To be done ::
Pull out every line in the records below that contains the word "queried", and copy each such line in full.

Records ::
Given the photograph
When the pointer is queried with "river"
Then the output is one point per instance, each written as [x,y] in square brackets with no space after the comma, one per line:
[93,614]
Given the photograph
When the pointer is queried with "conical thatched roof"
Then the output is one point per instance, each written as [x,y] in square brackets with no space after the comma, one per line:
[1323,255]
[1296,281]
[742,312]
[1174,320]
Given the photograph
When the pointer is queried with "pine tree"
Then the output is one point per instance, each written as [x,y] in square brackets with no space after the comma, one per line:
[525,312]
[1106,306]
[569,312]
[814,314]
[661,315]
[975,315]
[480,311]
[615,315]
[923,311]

--

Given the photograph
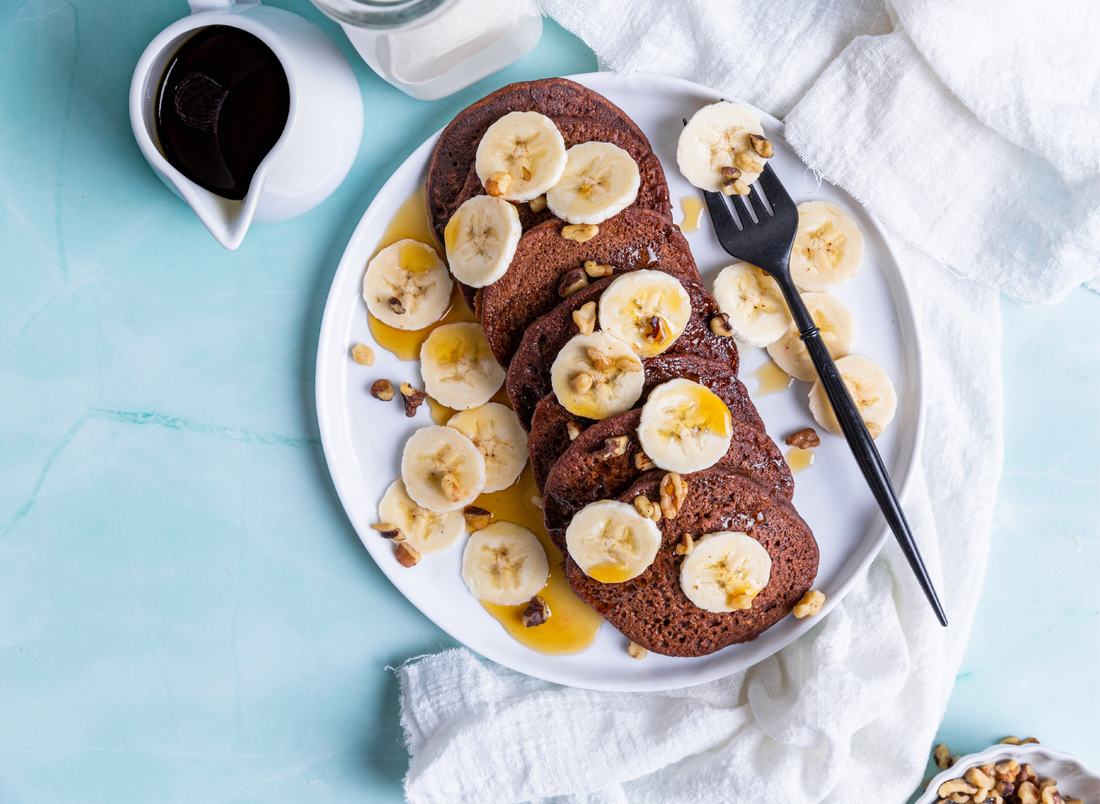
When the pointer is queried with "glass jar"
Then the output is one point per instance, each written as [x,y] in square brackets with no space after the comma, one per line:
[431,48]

Result for this task ::
When the pointer is queried with "river"
When the pointer is queried with "conical thatched roof"
When the pointer is queried with "pine tree"
When the pointer is queried with "glass jar"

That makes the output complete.